§ Document text
"""

We still had Culvey, our other inside cat whom we had rescued from a culvert in the road at the age of six months.  Our old Toy Fox Terrier, Spunky, had shuffled up them Golden Stairs back in January at the age of sixteen.

Culvey is a great cat, but not uber-affectionate and I really missed that.  After about a week of living with the huge void left by Neferkitty’s passing, I decided maybe I should go to our local SPCA (a no-kill shelter) and check out their cats.

I went back a couple of times and, although I spent time with some very deserving kitties, none of them struck the chord in my heart Neferkitty did.

After Spunky died, my husband and I both said “No more dogs!” because we’d certainly had our share over 36 years of marriage.  Almost all of them either came from shelters or had been dumped off on our property, taken in by us, and given a loving home.  We always said there must be an invisible sign outside our place saying:  “Suckers for Dogs Live Here.”

But, cats are much easier to take care of, what with their independent nature (not to mention their litter box skills.)

Culvey had been visibly depressed with both of his housemates now gone, and I think he secretly enjoyed having Spunky around to watch and stalk.  So, I thought “Hmm, maybe another Chihuahua…”   I never imagined I’d own one of those bug-eyed critters, but we’ve had three of them.  They’re just personality kids, with a capital “P.”

Enter Kelso.

When I saw him at the shelter, all the other little dogs showed off by leaping and barking, but Kelso, a blonde long-haired Chihuahua,  just rolled over in his doggie bed and offered up his belly for a rub.

He had me at “Herroh.”

I still get teary-eyed when I think about all the love Neferkitty gave me and how much I miss her beautiful self, but I know Kelso needs me as much as I need him.

And the void has become a little less deep.

One of many artist trading cards Neferkitty inspired.

Kelso on his first day home.

"""

§ Requests
1 - In the story about Kelso, what did Kelso do at the shelter while the other little dogs leaped and barked?
2 - Go on with the story about Kelso, picking up right after its final line.

§ Record excerpts
"""

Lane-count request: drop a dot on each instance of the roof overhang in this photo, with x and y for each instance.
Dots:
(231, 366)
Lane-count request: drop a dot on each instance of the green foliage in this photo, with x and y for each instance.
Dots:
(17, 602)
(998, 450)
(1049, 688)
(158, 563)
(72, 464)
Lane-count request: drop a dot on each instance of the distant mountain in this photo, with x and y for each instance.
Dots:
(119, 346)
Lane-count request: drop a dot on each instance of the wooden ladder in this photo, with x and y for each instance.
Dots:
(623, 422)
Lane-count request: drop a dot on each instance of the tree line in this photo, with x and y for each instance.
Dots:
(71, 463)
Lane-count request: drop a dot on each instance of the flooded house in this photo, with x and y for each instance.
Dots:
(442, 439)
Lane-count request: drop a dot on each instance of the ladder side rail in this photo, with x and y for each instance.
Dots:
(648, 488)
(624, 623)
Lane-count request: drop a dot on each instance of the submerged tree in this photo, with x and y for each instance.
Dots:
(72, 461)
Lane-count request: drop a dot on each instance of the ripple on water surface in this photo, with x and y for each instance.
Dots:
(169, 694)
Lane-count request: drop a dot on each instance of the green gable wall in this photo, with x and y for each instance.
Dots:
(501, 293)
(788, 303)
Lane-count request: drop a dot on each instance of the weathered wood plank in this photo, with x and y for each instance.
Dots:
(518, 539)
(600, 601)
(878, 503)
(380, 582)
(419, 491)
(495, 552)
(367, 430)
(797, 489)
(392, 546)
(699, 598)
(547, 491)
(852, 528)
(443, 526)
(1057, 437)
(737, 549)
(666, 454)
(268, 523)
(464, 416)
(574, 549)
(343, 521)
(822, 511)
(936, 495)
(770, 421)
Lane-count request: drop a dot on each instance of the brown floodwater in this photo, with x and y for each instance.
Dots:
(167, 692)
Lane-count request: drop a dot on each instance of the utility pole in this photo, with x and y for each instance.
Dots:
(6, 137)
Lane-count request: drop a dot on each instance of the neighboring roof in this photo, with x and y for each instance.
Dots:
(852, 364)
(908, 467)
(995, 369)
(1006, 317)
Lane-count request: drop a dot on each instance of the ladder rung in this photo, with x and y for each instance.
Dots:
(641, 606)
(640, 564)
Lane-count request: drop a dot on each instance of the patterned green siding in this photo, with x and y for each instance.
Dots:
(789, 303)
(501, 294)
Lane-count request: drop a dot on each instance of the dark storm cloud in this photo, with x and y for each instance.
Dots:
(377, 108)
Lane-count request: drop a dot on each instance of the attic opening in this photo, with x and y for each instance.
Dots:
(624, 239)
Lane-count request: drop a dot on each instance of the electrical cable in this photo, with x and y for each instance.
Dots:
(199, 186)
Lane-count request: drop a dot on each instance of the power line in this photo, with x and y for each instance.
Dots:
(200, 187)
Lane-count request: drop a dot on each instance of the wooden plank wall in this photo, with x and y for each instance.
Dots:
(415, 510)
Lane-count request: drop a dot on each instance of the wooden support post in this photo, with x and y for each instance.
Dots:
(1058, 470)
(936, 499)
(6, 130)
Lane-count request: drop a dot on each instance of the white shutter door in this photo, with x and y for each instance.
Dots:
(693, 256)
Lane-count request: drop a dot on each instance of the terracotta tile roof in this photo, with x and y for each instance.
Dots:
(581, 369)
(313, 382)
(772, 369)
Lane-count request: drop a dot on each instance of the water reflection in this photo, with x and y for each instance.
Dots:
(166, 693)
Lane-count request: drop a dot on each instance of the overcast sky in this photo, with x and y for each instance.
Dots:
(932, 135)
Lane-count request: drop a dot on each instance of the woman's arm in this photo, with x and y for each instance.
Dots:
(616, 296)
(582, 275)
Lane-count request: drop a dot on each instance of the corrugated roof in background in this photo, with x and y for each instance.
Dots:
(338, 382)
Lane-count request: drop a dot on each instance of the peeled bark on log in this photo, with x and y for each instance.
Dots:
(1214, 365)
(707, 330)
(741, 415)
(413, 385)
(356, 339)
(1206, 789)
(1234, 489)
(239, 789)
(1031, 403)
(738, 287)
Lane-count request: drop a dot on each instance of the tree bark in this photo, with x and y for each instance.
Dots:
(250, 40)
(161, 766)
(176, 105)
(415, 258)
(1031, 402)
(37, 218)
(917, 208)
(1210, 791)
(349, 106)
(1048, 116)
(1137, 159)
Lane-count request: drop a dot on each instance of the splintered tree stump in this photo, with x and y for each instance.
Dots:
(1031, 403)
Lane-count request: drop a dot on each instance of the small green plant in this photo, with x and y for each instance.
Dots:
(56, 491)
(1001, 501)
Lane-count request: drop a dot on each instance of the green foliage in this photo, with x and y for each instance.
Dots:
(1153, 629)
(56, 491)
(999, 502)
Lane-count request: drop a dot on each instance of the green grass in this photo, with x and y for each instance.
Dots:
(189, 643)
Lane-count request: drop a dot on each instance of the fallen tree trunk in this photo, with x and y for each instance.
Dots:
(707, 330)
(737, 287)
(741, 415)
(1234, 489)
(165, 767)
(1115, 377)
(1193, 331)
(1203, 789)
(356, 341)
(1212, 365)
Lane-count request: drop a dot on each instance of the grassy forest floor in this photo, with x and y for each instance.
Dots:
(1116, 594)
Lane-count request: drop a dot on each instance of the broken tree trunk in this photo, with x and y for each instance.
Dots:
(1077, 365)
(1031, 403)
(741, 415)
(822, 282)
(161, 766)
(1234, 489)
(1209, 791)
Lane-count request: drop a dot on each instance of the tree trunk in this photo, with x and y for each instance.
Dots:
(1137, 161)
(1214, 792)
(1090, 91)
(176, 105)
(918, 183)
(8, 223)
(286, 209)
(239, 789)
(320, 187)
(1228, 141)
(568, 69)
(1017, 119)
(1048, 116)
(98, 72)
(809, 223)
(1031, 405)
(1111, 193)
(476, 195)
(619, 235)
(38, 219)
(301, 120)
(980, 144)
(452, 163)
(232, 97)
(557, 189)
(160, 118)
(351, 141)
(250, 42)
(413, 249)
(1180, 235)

"""

§ Written responses
1 - He rolled over in his doggie bed and offered up his belly for a rub.

2 -
14

Requiem for a Neurotic Dog

Our Toy Fox Terrier, Spunky, may not have been as ancient as Uncle Chichi, purportedly the world’s oldest dog who passed away at either age 24, 25 or 26 (depending on the source) on Tuesday, but he was definitely pretty old when he shuffled up them Golden Stairs this last week.

We figure he had to be at least 15 or 16, since we acquired him (read:  were talked into taking him by our daughter, his rescuer) in February of 1997.  He wasn’t a puppy then, so he must have been somewhere around a year or two old when we adopted him into our already dog-filled lives.

You see, in our 35 years of marriage we’ve been the ultimate suckers for abandoned and abused animals.  Mainly dogs, but the last few years we’ve expanded into the feline realm.  Currently we have six of those.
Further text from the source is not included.